- [Given problem 1]
Please count the lines in the rows below that contain the string "window", treating case as significant, and reply with the number alone.

- [Extracted text]
First of all, I consider Emperor as intermediate level….. You can play this map and finish it in a much better time and much more efficient fashion.
First of all, I won’t doubt that you believe so ACivFan. I also don’t doubt that you know more than the average player. In fact, is the whole doubt issue that started this whole thing in the first place. It started with doubt about it being possible at all, so I did it on Monarch to prove my point. Then it was thought to be a possible fluke, and doubted to be able to work on Emperor. So then I had to do yet another in quick order to try and still prove myself there.
All in all, even though they were just 2 games, they still took more hours than I was hoping for, hours which I really didn’t have this week, nor was I planning to spend on. Summer is short, and between work, and all my other chores on the weekends, etc, I don’t get infinite amount of time to play. Though I wish I had!
That being said, I am going to spend the next week trying to catch up in what I missed this week, and get my other priorities set like moving into another house soon and other life complications.
If I do another walkthrough sometime in the near future, I will end up doing another leader to further prove a point. Anyhow, I’m sort of veering off track here, but I will say this. Yes you can play other ways in a faster time, but so what?
I already mentioned before, I don’t care about silly brownie points. I play to win. A strategy that wins sooner is not any indication at all it is a better strategy. It is risk management that matters. If I tell you I have a strategy that wins EVERY TIME, but it always takes the full amount of turns. Would you turn that down for another strategy that works 10% of the time, because it is possible to win by 400 A.D.?
I play to solidify my wins. That means, I often slow down my teching late, even if I have the lead to ensure my odds of winning. I even trail behind the AI in the space race often on purpose because I want to use extra gold etc to keep my units up to date and do some other things. I want to be prepared for a last minute surprise attack, etc. Now sure, I can race and take gambles I wont be attacked, and if it all works out I can shave off many turns. But then you have to ask yourself, did I get lucky?

- [Given problem 2]
Using the post on game strategy, explain in one to three sentences why the writer often trails behind the AI in the space race on purpose.

- [Material provided]
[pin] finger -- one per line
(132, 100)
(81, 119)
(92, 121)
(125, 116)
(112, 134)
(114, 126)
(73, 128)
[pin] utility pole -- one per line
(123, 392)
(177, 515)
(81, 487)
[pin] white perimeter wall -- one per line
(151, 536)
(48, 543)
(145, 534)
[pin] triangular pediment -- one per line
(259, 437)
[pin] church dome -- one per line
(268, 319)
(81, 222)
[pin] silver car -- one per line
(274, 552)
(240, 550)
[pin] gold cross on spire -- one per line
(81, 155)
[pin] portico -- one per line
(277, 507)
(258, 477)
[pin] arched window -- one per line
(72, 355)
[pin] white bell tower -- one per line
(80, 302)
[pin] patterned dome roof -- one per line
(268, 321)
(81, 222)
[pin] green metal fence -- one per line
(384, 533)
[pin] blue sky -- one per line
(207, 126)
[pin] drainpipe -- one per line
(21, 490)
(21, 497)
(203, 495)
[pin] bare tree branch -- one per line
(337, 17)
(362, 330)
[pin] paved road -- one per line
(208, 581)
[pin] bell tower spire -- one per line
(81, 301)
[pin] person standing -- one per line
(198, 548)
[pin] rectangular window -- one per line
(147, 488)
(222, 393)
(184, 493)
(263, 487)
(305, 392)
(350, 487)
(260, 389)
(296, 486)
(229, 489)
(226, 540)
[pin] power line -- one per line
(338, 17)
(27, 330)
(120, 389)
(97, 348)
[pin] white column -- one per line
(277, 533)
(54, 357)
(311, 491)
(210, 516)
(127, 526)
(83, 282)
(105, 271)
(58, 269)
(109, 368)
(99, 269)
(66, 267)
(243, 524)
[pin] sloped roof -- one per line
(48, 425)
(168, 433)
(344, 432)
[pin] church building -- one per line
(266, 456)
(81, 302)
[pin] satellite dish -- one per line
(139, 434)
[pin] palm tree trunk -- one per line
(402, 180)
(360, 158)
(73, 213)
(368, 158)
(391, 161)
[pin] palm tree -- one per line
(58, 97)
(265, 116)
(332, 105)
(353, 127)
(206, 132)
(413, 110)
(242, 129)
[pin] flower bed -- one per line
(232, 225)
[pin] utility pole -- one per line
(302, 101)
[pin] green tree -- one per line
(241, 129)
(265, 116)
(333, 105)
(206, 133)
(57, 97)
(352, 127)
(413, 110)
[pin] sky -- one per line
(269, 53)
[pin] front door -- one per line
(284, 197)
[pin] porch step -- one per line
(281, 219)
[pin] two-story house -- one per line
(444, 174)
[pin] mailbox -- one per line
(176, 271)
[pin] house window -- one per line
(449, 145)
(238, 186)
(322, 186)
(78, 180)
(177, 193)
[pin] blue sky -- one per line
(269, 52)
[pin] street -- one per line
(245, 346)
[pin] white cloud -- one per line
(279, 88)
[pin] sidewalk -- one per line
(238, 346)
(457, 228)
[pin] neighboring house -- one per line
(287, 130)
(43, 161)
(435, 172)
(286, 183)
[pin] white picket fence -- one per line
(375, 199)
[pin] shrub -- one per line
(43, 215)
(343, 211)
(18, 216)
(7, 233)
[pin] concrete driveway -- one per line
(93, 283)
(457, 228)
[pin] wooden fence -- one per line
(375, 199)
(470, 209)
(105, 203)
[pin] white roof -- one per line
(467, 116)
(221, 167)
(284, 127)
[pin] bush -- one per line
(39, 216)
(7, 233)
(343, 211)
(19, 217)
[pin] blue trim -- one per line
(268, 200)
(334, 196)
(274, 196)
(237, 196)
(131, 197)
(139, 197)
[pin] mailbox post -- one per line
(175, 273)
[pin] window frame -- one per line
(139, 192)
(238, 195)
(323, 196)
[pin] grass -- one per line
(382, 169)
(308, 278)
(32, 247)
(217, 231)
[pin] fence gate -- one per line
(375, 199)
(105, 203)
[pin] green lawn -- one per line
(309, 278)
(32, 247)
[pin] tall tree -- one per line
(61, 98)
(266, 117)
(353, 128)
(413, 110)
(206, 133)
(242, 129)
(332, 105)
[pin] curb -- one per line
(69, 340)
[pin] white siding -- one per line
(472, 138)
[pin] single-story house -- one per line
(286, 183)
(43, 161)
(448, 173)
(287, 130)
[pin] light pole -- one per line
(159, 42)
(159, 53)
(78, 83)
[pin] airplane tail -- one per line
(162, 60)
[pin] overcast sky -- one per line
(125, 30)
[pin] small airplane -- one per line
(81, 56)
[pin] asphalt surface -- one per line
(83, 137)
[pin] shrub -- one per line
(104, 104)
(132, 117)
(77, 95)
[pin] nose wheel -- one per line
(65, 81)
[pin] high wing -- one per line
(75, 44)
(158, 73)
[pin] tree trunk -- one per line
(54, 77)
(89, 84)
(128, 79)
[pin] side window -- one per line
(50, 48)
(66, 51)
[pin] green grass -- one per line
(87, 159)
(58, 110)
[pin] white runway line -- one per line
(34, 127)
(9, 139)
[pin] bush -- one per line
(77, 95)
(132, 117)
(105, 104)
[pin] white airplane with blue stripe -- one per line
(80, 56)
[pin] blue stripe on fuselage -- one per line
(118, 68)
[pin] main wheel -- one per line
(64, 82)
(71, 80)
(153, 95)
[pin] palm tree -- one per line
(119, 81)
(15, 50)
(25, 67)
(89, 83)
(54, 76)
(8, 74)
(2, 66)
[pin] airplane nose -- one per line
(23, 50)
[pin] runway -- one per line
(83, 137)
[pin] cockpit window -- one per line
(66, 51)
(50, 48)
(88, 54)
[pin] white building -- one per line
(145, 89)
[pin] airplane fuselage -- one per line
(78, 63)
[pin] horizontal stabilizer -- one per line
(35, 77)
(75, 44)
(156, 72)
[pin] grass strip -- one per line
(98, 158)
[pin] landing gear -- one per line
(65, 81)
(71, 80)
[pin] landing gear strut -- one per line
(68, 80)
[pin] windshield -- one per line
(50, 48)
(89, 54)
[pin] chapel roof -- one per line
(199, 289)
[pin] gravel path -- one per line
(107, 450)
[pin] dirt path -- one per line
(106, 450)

---

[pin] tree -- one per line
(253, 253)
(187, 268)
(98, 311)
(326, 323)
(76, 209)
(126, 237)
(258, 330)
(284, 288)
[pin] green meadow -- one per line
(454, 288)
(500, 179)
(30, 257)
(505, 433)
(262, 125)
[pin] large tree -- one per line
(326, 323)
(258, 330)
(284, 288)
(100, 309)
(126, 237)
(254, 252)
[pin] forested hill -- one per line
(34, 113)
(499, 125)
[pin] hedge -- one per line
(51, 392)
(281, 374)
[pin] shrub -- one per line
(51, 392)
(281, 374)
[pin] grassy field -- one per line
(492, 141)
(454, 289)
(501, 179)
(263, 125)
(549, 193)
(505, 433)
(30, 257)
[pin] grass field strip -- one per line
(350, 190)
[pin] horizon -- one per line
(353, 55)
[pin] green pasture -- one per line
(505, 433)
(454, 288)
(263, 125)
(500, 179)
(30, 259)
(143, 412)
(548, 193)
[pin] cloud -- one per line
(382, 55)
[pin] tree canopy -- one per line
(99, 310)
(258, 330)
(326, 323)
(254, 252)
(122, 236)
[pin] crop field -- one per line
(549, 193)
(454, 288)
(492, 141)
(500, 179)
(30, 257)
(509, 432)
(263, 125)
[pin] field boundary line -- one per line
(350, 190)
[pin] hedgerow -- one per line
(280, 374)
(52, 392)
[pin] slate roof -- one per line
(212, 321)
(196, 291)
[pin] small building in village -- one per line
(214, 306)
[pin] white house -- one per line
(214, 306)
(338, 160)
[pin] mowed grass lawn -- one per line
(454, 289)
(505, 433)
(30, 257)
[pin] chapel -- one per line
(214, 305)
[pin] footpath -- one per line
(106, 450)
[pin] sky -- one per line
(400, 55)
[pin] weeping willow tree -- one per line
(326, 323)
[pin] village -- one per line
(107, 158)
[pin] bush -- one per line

- [Task answer 1]
6

- [Task answer 2]
The writer wants to use the extra gold and other resources to keep their units up to date and to do other things. That way they are prepared for a last-minute surprise attack. It fits their stated aim of solidifying wins through risk management rather than gambling on not being attacked.